Directions for this task - Copy out the listing that follows exactly, dropping every picture.

** begin Records supplied **

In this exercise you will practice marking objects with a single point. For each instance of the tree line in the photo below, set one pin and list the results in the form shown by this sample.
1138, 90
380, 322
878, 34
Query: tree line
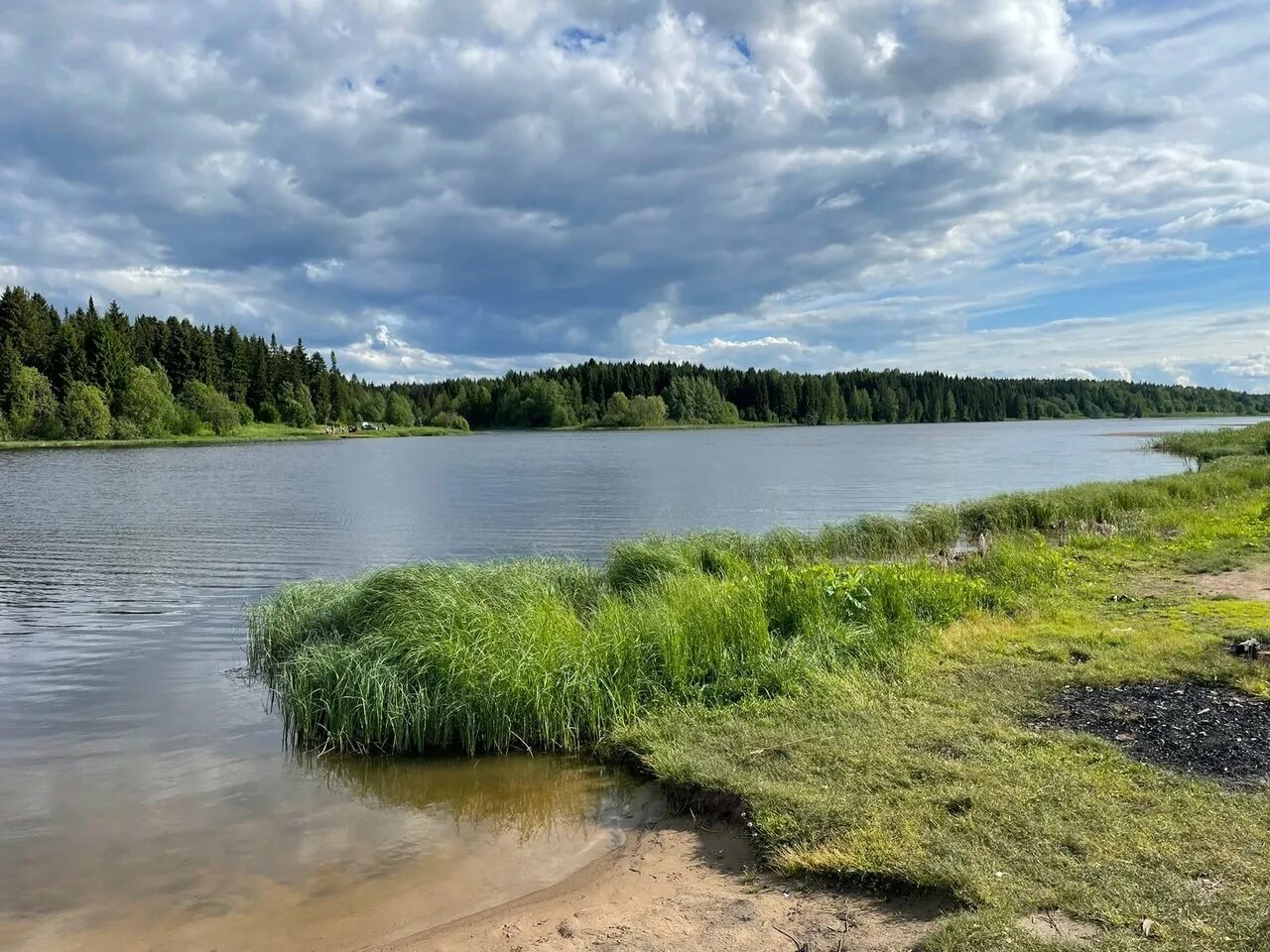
90, 375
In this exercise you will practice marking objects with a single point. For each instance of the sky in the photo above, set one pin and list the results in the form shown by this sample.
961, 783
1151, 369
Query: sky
434, 188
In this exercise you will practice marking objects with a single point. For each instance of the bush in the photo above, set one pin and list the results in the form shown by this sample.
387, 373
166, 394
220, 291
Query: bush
32, 407
85, 413
451, 421
146, 402
296, 407
198, 397
221, 414
185, 421
399, 412
123, 428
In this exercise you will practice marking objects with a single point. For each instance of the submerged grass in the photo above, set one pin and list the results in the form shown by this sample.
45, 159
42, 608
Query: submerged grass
875, 712
1206, 445
545, 654
549, 654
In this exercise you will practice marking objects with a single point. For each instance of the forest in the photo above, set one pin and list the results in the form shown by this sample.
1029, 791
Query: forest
102, 375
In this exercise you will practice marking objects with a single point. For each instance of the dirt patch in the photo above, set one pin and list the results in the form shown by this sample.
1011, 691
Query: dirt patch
1057, 925
689, 887
1251, 584
1203, 729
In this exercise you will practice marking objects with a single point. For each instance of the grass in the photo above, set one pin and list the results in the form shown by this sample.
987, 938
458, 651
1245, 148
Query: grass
875, 712
1206, 445
552, 655
250, 433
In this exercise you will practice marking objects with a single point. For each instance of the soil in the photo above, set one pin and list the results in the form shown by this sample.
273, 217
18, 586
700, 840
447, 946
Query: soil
684, 887
1201, 729
1251, 584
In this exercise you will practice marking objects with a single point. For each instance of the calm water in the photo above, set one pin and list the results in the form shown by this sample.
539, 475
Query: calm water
143, 787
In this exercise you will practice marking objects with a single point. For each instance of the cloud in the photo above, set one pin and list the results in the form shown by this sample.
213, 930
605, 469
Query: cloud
1250, 211
461, 188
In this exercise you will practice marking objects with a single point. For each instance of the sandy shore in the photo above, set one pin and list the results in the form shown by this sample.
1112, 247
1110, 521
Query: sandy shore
684, 885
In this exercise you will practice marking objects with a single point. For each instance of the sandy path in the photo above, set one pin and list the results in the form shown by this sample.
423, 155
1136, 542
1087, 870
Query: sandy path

** end Records supplied **

The result -
In this exercise you will practice marking objects with a single point. For each instance of the tree line in the photo below, set one pin and list the results in the form shown by this sample.
1138, 90
380, 322
878, 34
Query: tree line
90, 375
In this exercise you will practice marking objects with a single point. For each instance of the sky in the photo above, set one pin and list the results in the form shown by this sample.
961, 783
1151, 369
Query: sky
434, 188
In this exercise you will practice marking objects with a single point. For each instance of the bush in the photo above, set one pin and list the results in the form shown by this sample.
387, 373
166, 394
220, 291
Query: bush
32, 407
85, 413
451, 421
146, 402
296, 407
198, 397
221, 414
185, 421
399, 412
123, 428
In this exercise you will practice marking objects with a single point. For each instance of the submerged grass in the photo above, set one pin and list the results in the form shown by this sample.
45, 159
42, 608
Query: submerged grass
875, 712
1206, 445
545, 654
549, 654
In this exercise you will practice marking objects with a single point. For each instance of the forest in the photo above, set one pin and list the results in the form shown by this sample.
1029, 791
Query: forest
102, 375
In this exercise you will practice marking objects with a single point. For each instance of the dirt patch in the photo above, set one pin and list the results in the form shown by this sample.
1011, 691
Query: dirt patch
1057, 925
689, 887
1251, 584
1203, 729
In this exercise you will practice marking objects with a single point. For each instance of the grass in the photo above, set one pin and list the results in the form shown by this sample.
987, 938
458, 651
1245, 148
Query: grass
875, 712
1206, 445
552, 655
250, 433
In this exercise you will practice marking objects with a single point. For each instance of the soil in the photo above, set one pin and list the results in the form shown by this sample.
273, 217
18, 586
700, 840
447, 946
Query: soil
684, 887
1201, 729
1251, 584
In this exercise you will practice marking objects with a single point. For each instance of the calm water in the photo above, set one pin and list the results in the form shown by this sample.
539, 475
Query: calm water
143, 787
In this exercise you will practice marking objects with a single point. For each instance of the cloud in the photo above, set one pin and list the results in the form shown by this sample.
213, 930
605, 469
Query: cloud
1250, 211
461, 188
In this exercise you will practice marking objects with a single point. For each instance of the sandy shore in the photo above, set one pin and list the results in the form shown by this sample.
1112, 247
1110, 521
Query: sandy shore
684, 885
In this exercise you will practice marking objects with a single point. For each instance of the sandy path in the photo above, set one pin and list the results in the form shown by this sample.
423, 155
1136, 542
1087, 870
Query: sandy path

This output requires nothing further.